►
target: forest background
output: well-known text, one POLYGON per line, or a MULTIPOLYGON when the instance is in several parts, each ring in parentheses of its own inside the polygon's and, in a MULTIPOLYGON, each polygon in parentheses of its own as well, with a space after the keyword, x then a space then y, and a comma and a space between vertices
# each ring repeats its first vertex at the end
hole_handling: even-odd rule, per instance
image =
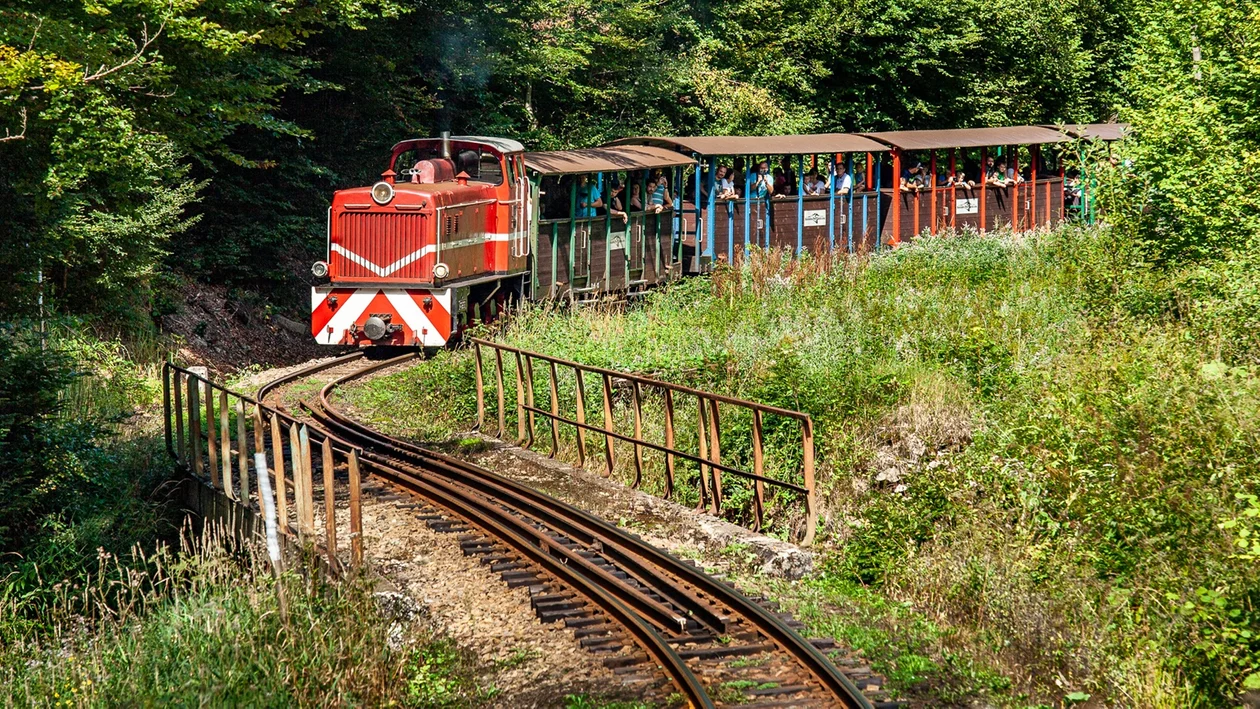
MULTIPOLYGON (((403 137, 1106 120, 1131 126, 1101 175, 1123 246, 1106 317, 1206 317, 1213 356, 1251 377, 1260 9, 1242 0, 0 0, 0 601, 40 593, 28 560, 73 569, 158 529, 127 496, 152 487, 136 461, 101 445, 145 398, 127 360, 161 358, 188 283, 301 320, 333 190, 403 137)), ((1260 689, 1257 593, 1231 597, 1221 627, 1249 635, 1208 647, 1228 676, 1201 686, 1260 689)))

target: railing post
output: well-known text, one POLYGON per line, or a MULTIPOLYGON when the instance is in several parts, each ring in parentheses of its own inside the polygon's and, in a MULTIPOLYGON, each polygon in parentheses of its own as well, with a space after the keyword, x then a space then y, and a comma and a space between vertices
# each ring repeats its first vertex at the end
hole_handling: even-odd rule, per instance
MULTIPOLYGON (((674 392, 665 387, 665 447, 674 450, 674 392)), ((674 455, 665 453, 665 499, 674 494, 674 455)))
MULTIPOLYGON (((721 422, 717 413, 717 399, 709 399, 712 413, 709 414, 709 457, 711 461, 722 463, 721 422)), ((722 514, 722 470, 709 466, 713 471, 713 515, 722 514)))
POLYGON ((200 477, 204 472, 202 463, 202 402, 200 394, 202 384, 200 380, 189 374, 188 375, 188 442, 192 448, 193 456, 193 475, 200 477))
POLYGON ((499 433, 495 438, 503 438, 508 431, 507 412, 503 411, 503 350, 494 348, 494 384, 498 387, 499 400, 499 433))
POLYGON ((166 453, 171 457, 175 456, 175 448, 171 441, 171 421, 170 421, 170 363, 161 363, 161 423, 163 433, 166 437, 166 453))
POLYGON ((476 372, 476 429, 485 428, 485 385, 481 382, 481 345, 472 343, 472 361, 476 372))
MULTIPOLYGON (((276 471, 276 516, 281 534, 289 534, 289 492, 285 484, 285 437, 280 433, 280 417, 271 414, 271 452, 276 471)), ((296 458, 294 458, 296 460, 296 458)))
POLYGON ((525 445, 525 370, 520 363, 520 353, 517 355, 517 445, 525 445))
POLYGON ((818 491, 814 490, 814 421, 808 416, 801 421, 801 447, 804 448, 805 472, 805 536, 801 539, 803 547, 814 543, 814 533, 818 530, 818 491))
POLYGON ((336 564, 336 489, 333 485, 333 441, 326 436, 320 446, 324 460, 320 467, 324 472, 324 547, 328 552, 328 565, 338 573, 336 564))
POLYGON ((306 424, 297 431, 297 441, 301 446, 301 467, 294 463, 295 471, 300 470, 297 476, 297 533, 301 539, 314 538, 315 535, 315 496, 314 487, 311 482, 311 438, 306 429, 306 424))
MULTIPOLYGON (((297 516, 297 542, 302 543, 306 539, 306 533, 302 530, 302 440, 301 433, 297 429, 296 423, 289 424, 289 461, 294 467, 294 511, 297 516)), ((289 519, 285 518, 285 525, 289 525, 289 519)))
POLYGON ((241 472, 241 504, 249 506, 249 443, 244 438, 244 399, 237 399, 237 467, 241 472))
MULTIPOLYGON (((612 431, 612 379, 604 375, 604 429, 612 431)), ((604 434, 604 477, 612 476, 612 436, 604 434)))
POLYGON ((232 429, 228 428, 228 393, 219 389, 219 463, 223 466, 223 492, 228 500, 236 500, 232 485, 232 429))
POLYGON ((363 565, 363 508, 360 495, 363 482, 359 477, 359 453, 350 450, 350 567, 363 565))
MULTIPOLYGON (((708 460, 708 411, 704 406, 704 397, 696 397, 696 453, 702 461, 708 460)), ((696 511, 703 511, 708 501, 708 475, 709 466, 699 463, 701 470, 701 495, 696 511)))
POLYGON ((556 418, 559 416, 559 394, 556 390, 556 363, 548 360, 547 364, 551 365, 551 382, 549 382, 549 384, 551 384, 551 404, 552 404, 551 406, 551 409, 552 409, 552 416, 551 416, 551 422, 552 422, 552 452, 551 452, 551 457, 554 458, 556 453, 559 452, 559 423, 556 421, 556 418))
POLYGON ((575 397, 577 402, 575 408, 577 409, 577 467, 586 467, 586 382, 582 380, 582 370, 577 366, 573 368, 573 377, 577 378, 577 388, 575 390, 575 397))
POLYGON ((643 402, 639 393, 639 380, 630 382, 630 390, 634 394, 634 482, 630 487, 638 490, 639 484, 643 482, 643 446, 639 441, 643 441, 643 402))
POLYGON ((223 489, 219 475, 219 426, 214 419, 214 389, 205 383, 205 452, 210 460, 210 487, 223 489))
POLYGON ((525 447, 529 448, 534 445, 534 359, 525 355, 525 421, 529 423, 525 426, 525 447))
POLYGON ((175 392, 175 460, 186 465, 188 453, 184 447, 184 383, 181 380, 183 373, 178 369, 171 370, 174 373, 174 380, 171 389, 175 392))
POLYGON ((765 524, 766 486, 761 477, 766 475, 766 453, 761 434, 761 409, 752 409, 752 472, 757 476, 752 485, 752 514, 757 521, 757 531, 765 524))

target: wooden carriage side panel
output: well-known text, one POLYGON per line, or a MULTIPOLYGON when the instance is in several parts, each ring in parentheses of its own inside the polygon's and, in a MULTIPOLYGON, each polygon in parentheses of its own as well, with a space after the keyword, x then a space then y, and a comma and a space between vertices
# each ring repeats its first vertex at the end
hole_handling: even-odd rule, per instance
POLYGON ((581 229, 590 229, 590 232, 588 232, 588 234, 590 234, 590 246, 586 248, 586 252, 587 252, 587 256, 590 258, 588 263, 590 263, 590 267, 591 267, 591 271, 590 271, 591 277, 590 277, 590 280, 585 280, 583 278, 582 282, 577 285, 577 287, 587 288, 587 287, 598 286, 598 287, 602 288, 604 283, 607 282, 607 281, 605 281, 605 276, 606 276, 607 263, 609 263, 609 239, 611 238, 614 242, 617 241, 619 234, 620 234, 620 229, 617 229, 617 224, 619 224, 619 222, 616 222, 616 220, 612 222, 612 234, 611 234, 611 237, 610 237, 610 234, 607 232, 607 224, 605 224, 602 219, 598 219, 598 220, 595 220, 595 222, 585 222, 585 223, 578 224, 578 227, 581 229))

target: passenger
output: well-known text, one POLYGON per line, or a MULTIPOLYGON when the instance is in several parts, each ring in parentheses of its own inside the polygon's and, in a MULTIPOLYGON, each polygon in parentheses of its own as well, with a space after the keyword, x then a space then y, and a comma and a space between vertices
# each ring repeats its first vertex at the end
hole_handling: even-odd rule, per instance
MULTIPOLYGON (((862 175, 858 175, 862 179, 862 175)), ((848 166, 840 162, 835 166, 835 194, 849 194, 853 191, 853 176, 849 175, 848 166)))
POLYGON ((924 164, 915 162, 901 171, 901 191, 920 191, 924 189, 924 164))
POLYGON ((784 155, 782 160, 779 161, 779 167, 782 169, 784 174, 784 190, 779 194, 796 196, 796 170, 791 167, 791 156, 784 155))
POLYGON ((621 193, 625 191, 625 185, 612 180, 609 188, 609 214, 616 217, 625 222, 629 217, 625 213, 625 207, 621 205, 621 193))
POLYGON ((717 199, 735 199, 737 196, 735 191, 735 180, 731 179, 730 170, 726 165, 717 166, 717 199))
POLYGON ((673 204, 673 200, 669 199, 669 178, 660 170, 656 170, 651 181, 648 183, 648 207, 656 214, 660 214, 670 204, 673 204))
POLYGON ((757 164, 757 174, 752 178, 752 199, 765 199, 775 194, 775 179, 770 174, 770 164, 762 160, 757 164))
POLYGON ((775 167, 775 199, 782 199, 788 196, 788 178, 784 176, 782 167, 775 167))
POLYGON ((993 166, 989 169, 989 173, 985 176, 984 183, 994 188, 1005 188, 1013 184, 1007 179, 1007 162, 1004 160, 994 162, 993 166))
POLYGON ((590 218, 597 215, 598 213, 596 210, 604 208, 604 200, 600 199, 601 196, 598 185, 591 183, 591 179, 587 175, 578 178, 577 217, 590 218))
POLYGON ((731 181, 735 184, 735 194, 737 196, 743 196, 743 157, 735 159, 735 167, 731 170, 731 181))
POLYGON ((805 194, 810 196, 827 194, 827 181, 819 179, 818 170, 810 170, 805 175, 805 194))

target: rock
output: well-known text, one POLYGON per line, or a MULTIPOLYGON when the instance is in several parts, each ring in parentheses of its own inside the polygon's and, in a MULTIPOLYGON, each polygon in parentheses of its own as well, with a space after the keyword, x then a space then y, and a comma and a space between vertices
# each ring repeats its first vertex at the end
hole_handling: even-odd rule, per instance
◄
Direction:
Can you write out, unchanged, the lines of the data from the one containing "target: railing post" through the one containing "POLYGON ((476 372, 476", both of those lines included?

Response to this exercise:
target: railing post
output: well-known text, one POLYGON per line, or a MULTIPOLYGON when the instance is in several parts, each ring in parentheses of its own inside the polygon's and, in a MULTIPOLYGON, each polygon in parentheses of its own as well, with a space after the keyword, x then a space then y, and a comma and a space between vertices
# each ring repeats its first vertex at the end
hole_handling: even-odd rule, per instance
MULTIPOLYGON (((674 392, 665 387, 665 447, 674 450, 674 392)), ((674 455, 665 453, 665 499, 674 494, 674 455)))
MULTIPOLYGON (((721 422, 717 413, 717 399, 709 399, 712 413, 709 414, 709 457, 711 461, 722 463, 721 422)), ((722 514, 722 470, 709 466, 713 471, 713 515, 722 514)))
POLYGON ((200 477, 204 472, 202 463, 202 402, 200 394, 202 384, 200 380, 189 374, 188 375, 188 442, 192 448, 193 456, 193 475, 200 477))
POLYGON ((499 433, 495 438, 503 438, 508 431, 507 412, 503 411, 503 350, 494 348, 494 384, 498 387, 499 400, 499 433))
POLYGON ((166 453, 171 457, 175 456, 175 448, 171 441, 171 421, 170 421, 170 363, 161 363, 161 423, 163 433, 166 437, 166 453))
POLYGON ((476 372, 476 429, 485 428, 485 385, 481 382, 481 345, 472 343, 472 361, 476 372))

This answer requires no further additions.